Output each entry verbatim.

(Material provided)

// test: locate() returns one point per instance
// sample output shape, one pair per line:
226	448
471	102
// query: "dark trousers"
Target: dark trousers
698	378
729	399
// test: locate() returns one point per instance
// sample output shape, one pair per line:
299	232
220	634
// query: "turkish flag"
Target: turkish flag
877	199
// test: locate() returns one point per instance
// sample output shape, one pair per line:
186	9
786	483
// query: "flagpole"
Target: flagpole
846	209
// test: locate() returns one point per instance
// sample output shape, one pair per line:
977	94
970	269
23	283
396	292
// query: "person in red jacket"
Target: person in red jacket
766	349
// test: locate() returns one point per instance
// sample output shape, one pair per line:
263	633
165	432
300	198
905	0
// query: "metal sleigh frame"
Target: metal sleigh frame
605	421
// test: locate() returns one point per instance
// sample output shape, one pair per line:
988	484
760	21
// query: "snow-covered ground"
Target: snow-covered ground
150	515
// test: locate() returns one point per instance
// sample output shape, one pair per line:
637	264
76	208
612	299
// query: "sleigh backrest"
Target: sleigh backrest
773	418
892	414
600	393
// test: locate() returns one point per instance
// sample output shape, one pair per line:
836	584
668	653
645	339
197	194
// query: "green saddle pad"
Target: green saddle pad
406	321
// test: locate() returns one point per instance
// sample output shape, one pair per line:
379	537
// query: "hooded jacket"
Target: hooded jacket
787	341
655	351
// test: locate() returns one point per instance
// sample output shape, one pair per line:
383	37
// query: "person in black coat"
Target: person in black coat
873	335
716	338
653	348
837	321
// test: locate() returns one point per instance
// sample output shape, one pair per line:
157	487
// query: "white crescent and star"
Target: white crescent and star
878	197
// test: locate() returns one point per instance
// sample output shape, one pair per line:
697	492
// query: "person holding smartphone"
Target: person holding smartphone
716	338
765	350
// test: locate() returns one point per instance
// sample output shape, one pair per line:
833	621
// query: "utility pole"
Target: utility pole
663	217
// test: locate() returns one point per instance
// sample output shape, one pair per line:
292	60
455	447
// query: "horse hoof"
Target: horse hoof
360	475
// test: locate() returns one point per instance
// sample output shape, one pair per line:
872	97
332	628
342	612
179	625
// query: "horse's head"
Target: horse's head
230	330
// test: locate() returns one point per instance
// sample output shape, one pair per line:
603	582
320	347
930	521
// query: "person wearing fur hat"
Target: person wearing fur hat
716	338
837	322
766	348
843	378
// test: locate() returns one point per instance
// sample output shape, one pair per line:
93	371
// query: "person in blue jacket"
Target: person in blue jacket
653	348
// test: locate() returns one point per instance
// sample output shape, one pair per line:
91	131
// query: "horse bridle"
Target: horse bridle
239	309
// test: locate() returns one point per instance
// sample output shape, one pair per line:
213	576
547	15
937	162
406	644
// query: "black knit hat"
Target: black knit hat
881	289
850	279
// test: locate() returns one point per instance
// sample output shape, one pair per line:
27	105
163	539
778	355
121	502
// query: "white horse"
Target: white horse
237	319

(End Material provided)

Task response:
// test: locate() returns one point per instance
// sample output shape, one pair per line:
226	448
471	102
// query: "dark trousers"
Target: dark trousers
698	378
729	399
// test: locate() returns one point per instance
// sample output shape, one pair per line:
299	232
220	634
// query: "turkish flag"
Target: turkish flag
877	199
// test: locate() returns one point per instance
// sample output shape, one pair per line:
186	9
786	483
// query: "flagpole"
Target: flagpole
846	209
// test: locate() returns one point per instance
// sample output shape, one pair per line:
977	94
970	269
23	283
396	292
// query: "person in red jacket"
Target: person in red jacket
766	349
// test: locate() returns one point per instance
// sample output shape, one pair per line:
263	633
165	432
300	198
905	0
// query: "metal sleigh frame"
Target: metal sleigh frame
605	421
// test: locate() returns one point per instance
// sample output shape, one pair per line:
988	484
760	21
// query: "snow-covered ground"
Target: snow-covered ground
150	515
// test: locate() returns one point per instance
// sample output shape, one pair per line:
637	264
76	208
612	299
// query: "sleigh backrest"
Target: sleigh backrest
773	418
892	414
600	393
// test: locate() returns one point per instance
// sample output shape, one pair per line:
836	584
668	653
645	339
197	194
// query: "green saddle pad"
Target: green saddle pad
406	321
// test: locate() returns one point per instance
// sample output shape, one pair per line:
379	537
// query: "hooded jacket"
Target: hooded jacket
787	341
655	351
// test: locate() returns one point per instance
// sample output shape, one pair per line:
383	37
// query: "person in black coat"
Target: person in black coat
873	335
716	338
653	348
837	321
// test: locate() returns one point per instance
// sample output shape, one pair per line:
157	487
// query: "white crescent and star"
Target: white crescent and star
878	197
// test: locate() returns one point per instance
// sample output shape, one pair per line:
697	492
// query: "person holding smartphone"
Target: person holding smartphone
716	338
765	350
// test: locate() returns one point per instance
// sample output shape, one pair per line:
833	621
// query: "utility pole"
Target: utility pole
663	217
// test: locate() returns one point per instance
// sample output shape, one pair per line:
292	60
455	447
// query: "horse hoof"
Target: horse hoof
360	475
// test: locate() returns one point per instance
// sample output shape, one pair per line:
872	97
332	628
342	612
179	625
// query: "horse's head"
Target: horse's head
230	330
// test: locate() returns one point per instance
// sample output shape, one pair per line:
603	582
320	347
930	521
// query: "person wearing fur hat"
Target: person wearing fur hat
716	338
837	322
766	348
843	378
// test: locate() returns one point per instance
// sample output shape, one pair per line:
93	371
// query: "person in blue jacket"
Target: person in blue jacket
653	348
// test: locate() returns one point per instance
// sample output shape, one pair per line:
91	131
// query: "horse bridle"
Target: horse bridle
239	309
// test: locate() returns one point per instance
// sample output shape, one pair per line:
213	576
547	15
937	162
406	644
// query: "black knit hat"
Target: black knit hat
881	289
850	279
// test: locate() returns one point per instance
// sample output shape, one pair per line:
27	105
163	539
778	355
121	502
// query: "white horse"
Target: white horse
237	319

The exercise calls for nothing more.